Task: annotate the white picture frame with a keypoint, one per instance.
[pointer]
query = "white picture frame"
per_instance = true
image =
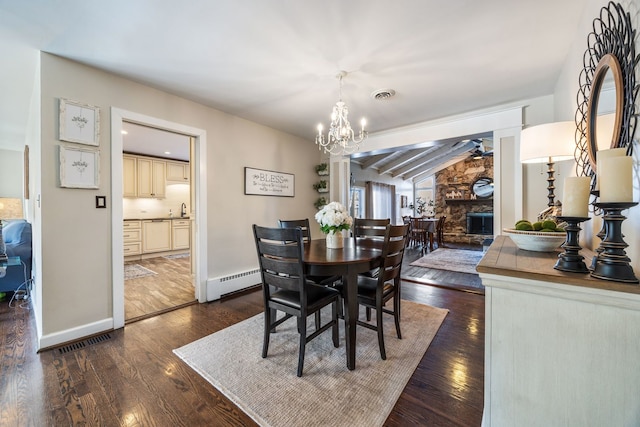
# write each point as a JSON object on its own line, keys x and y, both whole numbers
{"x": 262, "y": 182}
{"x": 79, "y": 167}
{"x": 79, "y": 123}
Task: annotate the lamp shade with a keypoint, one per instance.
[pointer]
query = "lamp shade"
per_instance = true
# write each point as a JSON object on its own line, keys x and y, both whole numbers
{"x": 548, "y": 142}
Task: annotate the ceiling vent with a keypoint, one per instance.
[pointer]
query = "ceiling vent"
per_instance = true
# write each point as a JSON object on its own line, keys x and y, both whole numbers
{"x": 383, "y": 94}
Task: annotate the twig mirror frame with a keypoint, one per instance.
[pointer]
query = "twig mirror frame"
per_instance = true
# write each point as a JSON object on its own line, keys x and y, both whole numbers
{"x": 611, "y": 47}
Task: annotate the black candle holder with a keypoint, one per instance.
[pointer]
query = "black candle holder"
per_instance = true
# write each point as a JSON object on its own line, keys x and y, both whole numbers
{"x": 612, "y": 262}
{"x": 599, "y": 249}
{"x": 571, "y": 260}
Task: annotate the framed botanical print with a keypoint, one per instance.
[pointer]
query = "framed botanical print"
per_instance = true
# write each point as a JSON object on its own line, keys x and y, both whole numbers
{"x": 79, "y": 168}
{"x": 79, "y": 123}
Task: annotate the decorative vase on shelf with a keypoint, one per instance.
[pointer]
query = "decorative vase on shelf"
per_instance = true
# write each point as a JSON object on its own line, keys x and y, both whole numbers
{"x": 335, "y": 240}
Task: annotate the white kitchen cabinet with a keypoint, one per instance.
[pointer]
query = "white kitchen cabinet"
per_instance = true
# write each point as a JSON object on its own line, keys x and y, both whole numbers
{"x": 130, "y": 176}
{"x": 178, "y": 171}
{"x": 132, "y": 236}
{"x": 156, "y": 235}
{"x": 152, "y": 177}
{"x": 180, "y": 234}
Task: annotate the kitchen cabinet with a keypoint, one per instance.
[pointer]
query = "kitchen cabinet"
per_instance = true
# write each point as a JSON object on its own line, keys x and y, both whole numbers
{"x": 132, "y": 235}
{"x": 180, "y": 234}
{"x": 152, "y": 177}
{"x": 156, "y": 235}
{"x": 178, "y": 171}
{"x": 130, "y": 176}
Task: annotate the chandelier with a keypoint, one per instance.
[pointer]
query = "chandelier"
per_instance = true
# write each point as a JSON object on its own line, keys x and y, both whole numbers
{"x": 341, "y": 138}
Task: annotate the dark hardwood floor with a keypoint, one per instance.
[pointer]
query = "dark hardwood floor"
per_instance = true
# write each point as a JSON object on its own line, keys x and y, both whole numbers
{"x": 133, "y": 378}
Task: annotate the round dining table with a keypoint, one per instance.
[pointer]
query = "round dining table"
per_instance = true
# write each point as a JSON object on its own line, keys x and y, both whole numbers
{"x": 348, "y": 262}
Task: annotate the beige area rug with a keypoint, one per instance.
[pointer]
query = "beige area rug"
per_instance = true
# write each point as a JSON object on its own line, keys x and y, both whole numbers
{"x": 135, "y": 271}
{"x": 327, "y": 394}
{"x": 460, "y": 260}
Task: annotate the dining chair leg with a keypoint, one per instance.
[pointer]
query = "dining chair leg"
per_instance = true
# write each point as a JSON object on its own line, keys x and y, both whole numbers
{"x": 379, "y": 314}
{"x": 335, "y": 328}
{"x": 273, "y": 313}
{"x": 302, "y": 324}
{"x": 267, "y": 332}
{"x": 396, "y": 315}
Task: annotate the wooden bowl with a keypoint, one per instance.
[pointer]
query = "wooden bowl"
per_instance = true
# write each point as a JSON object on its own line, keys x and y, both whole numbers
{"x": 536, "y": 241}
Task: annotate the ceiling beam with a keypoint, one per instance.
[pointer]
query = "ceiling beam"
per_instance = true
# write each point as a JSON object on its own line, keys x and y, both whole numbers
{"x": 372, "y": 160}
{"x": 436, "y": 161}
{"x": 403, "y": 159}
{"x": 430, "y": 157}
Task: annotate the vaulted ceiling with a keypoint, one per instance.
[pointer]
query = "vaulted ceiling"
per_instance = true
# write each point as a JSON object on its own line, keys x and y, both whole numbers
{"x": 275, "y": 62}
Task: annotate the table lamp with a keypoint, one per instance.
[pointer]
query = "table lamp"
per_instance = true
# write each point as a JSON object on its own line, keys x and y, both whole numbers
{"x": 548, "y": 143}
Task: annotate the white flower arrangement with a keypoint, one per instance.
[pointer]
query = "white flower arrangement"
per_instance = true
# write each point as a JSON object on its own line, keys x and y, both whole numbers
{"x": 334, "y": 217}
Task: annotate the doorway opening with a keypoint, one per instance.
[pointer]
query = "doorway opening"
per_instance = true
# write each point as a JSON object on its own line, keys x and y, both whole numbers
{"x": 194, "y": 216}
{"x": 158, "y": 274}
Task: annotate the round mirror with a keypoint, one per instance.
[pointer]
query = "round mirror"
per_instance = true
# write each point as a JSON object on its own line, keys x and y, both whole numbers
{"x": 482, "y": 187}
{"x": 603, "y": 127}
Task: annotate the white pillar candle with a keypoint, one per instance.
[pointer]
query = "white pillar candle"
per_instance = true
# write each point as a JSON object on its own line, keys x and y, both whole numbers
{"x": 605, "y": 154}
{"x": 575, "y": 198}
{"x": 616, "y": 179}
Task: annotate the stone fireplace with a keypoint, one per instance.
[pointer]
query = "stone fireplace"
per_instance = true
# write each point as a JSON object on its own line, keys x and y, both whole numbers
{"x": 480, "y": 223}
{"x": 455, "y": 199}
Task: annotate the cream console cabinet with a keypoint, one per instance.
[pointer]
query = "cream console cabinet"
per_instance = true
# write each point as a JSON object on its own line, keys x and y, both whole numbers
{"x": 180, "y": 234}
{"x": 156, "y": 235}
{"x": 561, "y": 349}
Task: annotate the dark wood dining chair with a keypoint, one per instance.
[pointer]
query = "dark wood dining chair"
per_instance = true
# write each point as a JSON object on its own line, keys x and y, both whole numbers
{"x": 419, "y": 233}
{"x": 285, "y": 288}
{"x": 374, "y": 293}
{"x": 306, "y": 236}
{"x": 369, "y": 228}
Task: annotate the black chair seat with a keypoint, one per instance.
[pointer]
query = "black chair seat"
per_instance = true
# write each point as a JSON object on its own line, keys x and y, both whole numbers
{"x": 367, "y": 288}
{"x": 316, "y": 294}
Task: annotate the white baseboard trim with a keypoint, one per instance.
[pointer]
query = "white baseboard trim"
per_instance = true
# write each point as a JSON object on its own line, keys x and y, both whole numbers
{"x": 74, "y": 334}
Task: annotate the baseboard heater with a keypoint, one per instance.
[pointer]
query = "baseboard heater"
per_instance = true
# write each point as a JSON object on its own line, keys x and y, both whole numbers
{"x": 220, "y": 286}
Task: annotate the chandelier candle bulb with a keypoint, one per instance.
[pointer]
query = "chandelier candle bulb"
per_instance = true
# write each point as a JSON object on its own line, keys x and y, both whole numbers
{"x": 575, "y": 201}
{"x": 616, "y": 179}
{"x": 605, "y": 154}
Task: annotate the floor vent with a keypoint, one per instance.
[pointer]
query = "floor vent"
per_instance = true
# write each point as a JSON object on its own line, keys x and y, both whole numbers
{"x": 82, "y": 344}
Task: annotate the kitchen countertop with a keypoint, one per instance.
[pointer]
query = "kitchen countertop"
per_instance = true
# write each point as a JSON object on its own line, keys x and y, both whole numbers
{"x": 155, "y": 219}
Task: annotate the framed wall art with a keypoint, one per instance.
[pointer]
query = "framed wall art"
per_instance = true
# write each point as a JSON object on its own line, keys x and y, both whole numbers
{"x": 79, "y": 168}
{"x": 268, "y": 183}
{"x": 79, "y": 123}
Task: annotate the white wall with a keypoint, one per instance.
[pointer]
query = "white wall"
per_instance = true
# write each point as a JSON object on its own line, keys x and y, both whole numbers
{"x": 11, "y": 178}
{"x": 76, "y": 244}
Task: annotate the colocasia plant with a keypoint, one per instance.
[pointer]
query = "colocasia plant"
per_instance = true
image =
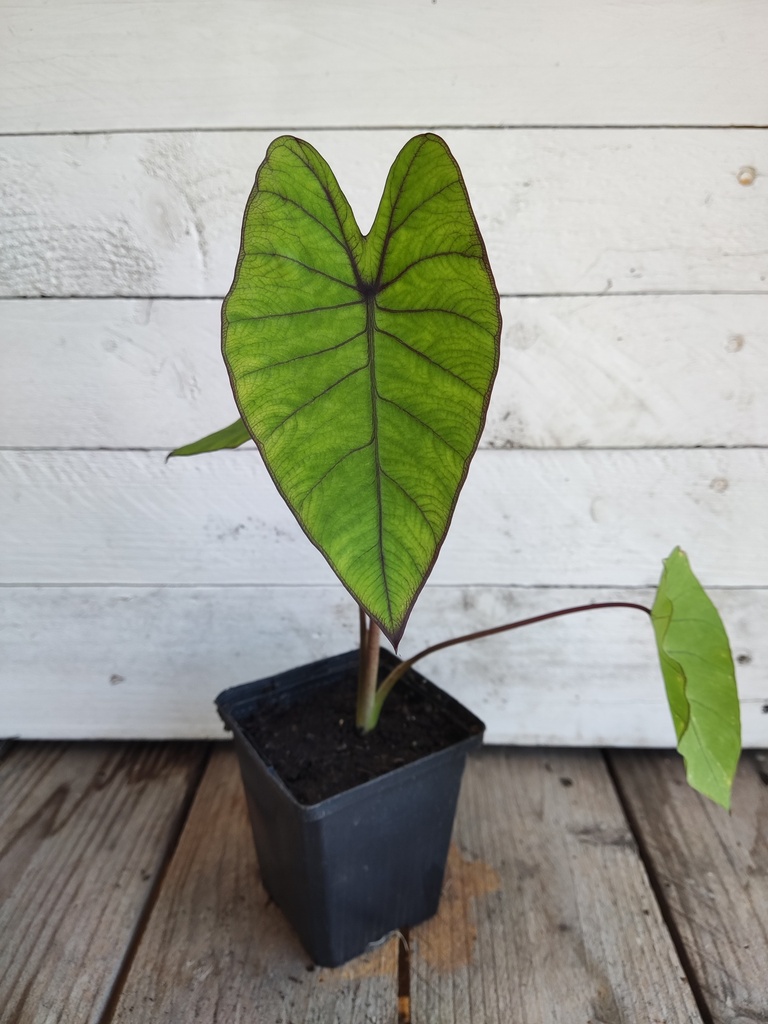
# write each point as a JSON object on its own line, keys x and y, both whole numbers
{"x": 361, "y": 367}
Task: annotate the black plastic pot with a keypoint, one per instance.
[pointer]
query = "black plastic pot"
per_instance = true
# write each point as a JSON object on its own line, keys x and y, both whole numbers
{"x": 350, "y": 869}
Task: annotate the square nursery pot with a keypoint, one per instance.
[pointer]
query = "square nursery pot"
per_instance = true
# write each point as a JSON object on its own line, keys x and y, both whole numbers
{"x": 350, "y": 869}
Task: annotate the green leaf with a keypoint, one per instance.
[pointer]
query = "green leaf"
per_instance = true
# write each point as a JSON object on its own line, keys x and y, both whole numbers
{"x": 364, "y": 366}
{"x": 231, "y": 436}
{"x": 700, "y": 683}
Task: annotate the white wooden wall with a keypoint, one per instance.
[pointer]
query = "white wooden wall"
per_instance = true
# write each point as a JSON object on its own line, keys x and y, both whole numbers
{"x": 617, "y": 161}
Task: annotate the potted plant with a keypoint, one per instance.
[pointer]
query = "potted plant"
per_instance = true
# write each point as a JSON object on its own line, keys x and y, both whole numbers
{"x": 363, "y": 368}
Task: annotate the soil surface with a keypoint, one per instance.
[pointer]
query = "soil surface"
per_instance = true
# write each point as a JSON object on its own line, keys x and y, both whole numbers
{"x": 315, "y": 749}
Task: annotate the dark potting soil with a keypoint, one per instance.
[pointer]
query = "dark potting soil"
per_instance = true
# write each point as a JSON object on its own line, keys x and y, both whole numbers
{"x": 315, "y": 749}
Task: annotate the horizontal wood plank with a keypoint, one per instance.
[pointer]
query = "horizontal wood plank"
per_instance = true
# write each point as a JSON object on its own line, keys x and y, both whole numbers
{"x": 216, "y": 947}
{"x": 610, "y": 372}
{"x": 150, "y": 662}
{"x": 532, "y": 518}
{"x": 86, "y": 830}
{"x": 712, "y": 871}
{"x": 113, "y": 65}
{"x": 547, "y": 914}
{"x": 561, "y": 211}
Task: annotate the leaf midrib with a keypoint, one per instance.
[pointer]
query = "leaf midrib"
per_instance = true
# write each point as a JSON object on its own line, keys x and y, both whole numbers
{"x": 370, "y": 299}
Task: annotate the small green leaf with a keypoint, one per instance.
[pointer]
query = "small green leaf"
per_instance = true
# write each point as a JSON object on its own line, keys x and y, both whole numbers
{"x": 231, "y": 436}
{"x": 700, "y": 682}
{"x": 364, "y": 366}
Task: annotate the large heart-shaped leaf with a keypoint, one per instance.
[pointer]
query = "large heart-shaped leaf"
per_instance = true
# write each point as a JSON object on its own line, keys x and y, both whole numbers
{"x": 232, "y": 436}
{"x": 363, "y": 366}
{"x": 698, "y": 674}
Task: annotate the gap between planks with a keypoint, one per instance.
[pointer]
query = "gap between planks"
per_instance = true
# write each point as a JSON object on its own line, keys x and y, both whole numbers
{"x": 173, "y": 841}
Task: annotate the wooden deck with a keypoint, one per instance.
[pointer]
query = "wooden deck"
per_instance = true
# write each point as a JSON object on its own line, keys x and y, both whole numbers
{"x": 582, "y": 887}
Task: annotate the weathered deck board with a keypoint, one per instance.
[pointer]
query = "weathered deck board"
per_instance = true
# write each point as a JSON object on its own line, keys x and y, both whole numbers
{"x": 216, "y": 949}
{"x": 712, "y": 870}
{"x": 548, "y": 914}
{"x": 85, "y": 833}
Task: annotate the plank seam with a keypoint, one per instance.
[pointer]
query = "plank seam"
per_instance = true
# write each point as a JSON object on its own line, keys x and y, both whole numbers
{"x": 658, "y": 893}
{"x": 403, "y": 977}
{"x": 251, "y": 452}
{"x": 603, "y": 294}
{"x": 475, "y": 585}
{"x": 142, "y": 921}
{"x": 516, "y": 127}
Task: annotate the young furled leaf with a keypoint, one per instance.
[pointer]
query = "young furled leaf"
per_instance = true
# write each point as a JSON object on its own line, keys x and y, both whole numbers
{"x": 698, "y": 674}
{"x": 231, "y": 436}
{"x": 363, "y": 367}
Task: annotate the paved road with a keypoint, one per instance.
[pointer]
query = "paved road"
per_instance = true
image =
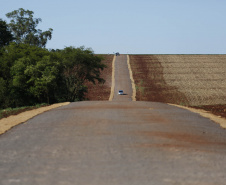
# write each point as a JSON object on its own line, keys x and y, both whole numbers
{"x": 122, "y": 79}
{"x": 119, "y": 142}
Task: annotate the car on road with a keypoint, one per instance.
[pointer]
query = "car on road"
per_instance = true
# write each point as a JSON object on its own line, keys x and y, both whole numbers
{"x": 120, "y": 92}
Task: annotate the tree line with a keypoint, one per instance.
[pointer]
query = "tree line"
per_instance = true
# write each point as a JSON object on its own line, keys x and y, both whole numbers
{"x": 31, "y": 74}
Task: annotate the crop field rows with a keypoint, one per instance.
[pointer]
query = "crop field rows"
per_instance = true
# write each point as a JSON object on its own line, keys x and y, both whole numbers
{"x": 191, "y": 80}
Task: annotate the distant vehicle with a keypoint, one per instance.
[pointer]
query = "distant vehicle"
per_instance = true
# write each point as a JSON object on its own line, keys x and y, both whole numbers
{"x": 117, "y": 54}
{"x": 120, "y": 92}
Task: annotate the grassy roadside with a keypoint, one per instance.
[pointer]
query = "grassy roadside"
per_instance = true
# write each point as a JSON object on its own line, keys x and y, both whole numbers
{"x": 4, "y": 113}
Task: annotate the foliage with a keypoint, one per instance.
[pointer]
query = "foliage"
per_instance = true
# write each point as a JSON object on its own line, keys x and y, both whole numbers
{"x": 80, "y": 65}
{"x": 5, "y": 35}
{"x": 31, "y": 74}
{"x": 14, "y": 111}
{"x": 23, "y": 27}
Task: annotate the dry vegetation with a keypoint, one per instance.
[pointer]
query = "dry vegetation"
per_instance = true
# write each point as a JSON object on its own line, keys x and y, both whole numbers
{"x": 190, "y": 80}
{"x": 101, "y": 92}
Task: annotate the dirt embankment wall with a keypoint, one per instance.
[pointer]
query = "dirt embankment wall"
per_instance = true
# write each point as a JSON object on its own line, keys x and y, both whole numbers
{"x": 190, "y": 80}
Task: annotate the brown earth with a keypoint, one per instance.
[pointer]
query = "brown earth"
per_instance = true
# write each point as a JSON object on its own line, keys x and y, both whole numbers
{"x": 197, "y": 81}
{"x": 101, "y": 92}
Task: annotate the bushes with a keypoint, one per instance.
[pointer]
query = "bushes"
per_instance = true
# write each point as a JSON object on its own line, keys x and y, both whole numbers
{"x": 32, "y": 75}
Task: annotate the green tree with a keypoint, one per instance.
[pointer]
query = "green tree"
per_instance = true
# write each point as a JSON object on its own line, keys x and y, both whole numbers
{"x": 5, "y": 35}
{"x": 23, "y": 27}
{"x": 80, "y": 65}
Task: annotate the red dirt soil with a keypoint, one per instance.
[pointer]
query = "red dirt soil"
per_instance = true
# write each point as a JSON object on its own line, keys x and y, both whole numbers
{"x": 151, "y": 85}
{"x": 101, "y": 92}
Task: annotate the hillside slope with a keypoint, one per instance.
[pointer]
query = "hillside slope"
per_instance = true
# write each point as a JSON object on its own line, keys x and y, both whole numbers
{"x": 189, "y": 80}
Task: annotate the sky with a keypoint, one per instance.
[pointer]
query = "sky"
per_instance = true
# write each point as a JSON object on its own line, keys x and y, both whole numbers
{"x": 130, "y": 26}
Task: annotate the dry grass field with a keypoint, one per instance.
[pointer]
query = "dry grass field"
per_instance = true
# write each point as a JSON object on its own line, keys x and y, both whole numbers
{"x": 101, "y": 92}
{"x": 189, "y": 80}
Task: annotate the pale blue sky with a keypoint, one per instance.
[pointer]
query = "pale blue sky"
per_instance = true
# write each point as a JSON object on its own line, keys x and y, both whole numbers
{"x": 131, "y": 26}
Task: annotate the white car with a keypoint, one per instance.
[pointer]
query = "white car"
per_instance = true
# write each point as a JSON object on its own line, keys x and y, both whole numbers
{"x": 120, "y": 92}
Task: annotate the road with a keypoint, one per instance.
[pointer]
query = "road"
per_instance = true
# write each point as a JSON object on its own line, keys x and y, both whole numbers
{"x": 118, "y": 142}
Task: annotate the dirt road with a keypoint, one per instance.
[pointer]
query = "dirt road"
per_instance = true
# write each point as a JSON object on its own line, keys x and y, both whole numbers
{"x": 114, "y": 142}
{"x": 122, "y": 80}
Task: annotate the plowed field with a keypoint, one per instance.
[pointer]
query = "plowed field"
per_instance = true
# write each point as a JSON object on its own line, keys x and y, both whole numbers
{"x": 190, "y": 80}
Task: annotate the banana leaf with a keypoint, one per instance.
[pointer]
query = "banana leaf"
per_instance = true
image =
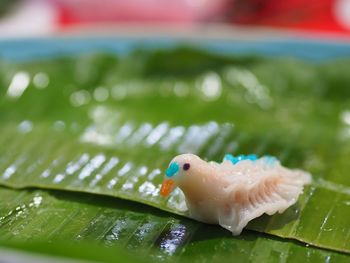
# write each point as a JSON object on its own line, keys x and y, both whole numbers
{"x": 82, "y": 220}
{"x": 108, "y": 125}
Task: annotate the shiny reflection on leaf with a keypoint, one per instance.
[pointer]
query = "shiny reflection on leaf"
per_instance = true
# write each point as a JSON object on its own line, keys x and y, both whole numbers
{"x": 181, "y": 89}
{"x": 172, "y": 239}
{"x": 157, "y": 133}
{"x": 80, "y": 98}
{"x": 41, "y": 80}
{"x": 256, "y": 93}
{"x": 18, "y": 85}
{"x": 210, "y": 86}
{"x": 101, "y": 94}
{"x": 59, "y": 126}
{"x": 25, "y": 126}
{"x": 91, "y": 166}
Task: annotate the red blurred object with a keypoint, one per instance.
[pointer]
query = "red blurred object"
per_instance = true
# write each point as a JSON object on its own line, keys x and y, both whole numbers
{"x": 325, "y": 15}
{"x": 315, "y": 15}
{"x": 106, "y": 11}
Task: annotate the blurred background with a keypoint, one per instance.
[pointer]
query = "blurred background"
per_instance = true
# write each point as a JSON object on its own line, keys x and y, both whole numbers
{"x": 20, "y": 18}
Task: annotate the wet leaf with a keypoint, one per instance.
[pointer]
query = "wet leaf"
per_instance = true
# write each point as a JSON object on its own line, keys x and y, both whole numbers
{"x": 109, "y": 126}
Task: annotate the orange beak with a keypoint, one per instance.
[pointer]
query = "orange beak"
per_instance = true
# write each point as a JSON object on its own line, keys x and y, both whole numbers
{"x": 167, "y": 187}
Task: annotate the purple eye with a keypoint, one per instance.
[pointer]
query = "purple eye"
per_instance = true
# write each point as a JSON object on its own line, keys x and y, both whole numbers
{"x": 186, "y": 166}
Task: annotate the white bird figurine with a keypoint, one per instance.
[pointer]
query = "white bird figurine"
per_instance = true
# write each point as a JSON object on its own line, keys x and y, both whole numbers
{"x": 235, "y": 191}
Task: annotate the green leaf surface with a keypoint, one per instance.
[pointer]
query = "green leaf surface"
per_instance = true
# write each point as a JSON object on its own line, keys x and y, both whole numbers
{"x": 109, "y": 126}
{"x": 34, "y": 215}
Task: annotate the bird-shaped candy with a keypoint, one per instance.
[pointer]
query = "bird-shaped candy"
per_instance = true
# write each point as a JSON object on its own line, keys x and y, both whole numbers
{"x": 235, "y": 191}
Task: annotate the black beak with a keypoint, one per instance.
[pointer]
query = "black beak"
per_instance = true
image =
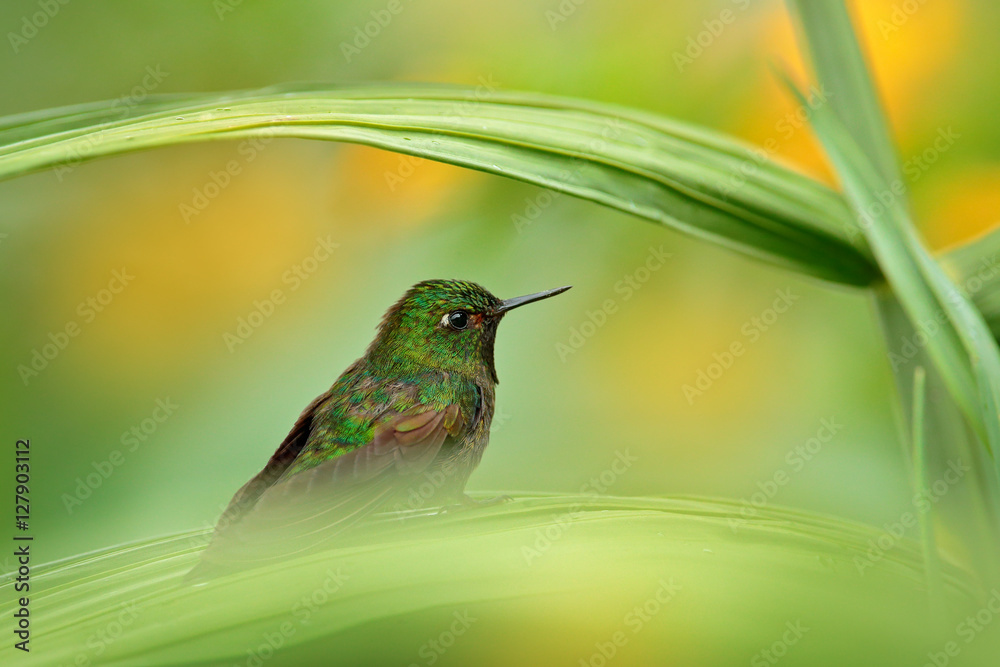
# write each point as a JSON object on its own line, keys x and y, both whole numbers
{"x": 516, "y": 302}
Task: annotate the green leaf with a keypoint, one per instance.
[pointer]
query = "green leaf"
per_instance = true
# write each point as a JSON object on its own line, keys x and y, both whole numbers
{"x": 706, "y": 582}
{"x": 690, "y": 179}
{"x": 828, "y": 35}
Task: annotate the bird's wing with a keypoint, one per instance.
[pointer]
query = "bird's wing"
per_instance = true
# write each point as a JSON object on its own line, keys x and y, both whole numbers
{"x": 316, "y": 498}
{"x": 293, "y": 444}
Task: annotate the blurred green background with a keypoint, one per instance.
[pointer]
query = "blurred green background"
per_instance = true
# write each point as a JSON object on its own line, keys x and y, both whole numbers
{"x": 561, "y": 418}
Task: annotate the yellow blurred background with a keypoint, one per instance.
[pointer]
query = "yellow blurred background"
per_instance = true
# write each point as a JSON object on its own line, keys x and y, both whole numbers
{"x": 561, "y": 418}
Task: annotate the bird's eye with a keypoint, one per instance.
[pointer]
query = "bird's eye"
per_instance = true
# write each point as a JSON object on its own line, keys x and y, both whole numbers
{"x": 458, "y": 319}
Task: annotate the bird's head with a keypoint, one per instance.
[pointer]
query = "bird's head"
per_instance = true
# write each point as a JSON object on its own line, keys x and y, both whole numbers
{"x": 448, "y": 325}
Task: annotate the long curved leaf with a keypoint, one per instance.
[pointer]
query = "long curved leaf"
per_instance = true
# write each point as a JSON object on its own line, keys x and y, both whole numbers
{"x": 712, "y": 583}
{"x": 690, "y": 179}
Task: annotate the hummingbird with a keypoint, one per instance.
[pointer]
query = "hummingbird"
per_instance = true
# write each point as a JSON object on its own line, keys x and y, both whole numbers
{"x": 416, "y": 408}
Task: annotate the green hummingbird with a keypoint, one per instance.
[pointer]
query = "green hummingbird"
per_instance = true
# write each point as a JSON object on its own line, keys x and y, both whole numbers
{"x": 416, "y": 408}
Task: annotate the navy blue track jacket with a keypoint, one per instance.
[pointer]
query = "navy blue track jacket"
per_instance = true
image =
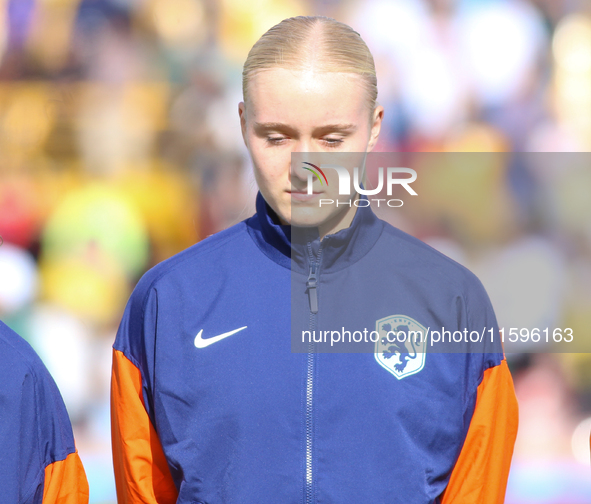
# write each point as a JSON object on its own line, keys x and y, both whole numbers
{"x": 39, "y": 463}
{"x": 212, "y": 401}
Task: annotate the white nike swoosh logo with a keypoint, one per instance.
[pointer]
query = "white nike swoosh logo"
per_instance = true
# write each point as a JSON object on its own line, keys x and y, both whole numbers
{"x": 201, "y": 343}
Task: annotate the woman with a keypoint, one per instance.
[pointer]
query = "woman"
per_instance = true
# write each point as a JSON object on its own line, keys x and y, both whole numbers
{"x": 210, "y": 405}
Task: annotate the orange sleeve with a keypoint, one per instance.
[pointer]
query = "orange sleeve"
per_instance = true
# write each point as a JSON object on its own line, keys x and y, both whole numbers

────────────────

What needs to be done: Extract exactly the lines from the one containing "Task: annotate the green hummingbird" through the last line of the records above, both included, and leave out the pictures.

Complete output:
Task: annotate the green hummingbird with a keypoint, one per instance.
[pointer]
query = "green hummingbird"
per_instance = true
# write each point as a JSON object on its own line, keys x and y, both whole numbers
{"x": 416, "y": 408}
Task: annotate the navy blue track jacket with a keypoint, one per instance.
[pointer]
query = "navy blue track jacket"
per_instance = true
image =
# write each point as a JSON object on its own line, keys x and y, both whole numbers
{"x": 39, "y": 463}
{"x": 212, "y": 401}
Task: annotate the white nike swoosh logo with a keypoint, one per instance.
[pointer]
query = "white nike swoosh logo"
per_instance = true
# write each point as a JSON object on its own line, keys x and y, both whole numbers
{"x": 201, "y": 343}
Task: annotate the woman with a keypoint, one per instance.
[pointer]
query = "woman"
per_instance = true
# write each point as a JSON object on its own line, keys x and y, both whole numbers
{"x": 210, "y": 405}
Task: annotate the orange sleeve with a keypoint, one per instance.
[pointer]
query = "orange sleeve"
per_instance = true
# write each point as a JSON object on its own line, keys x and y, both whole numbers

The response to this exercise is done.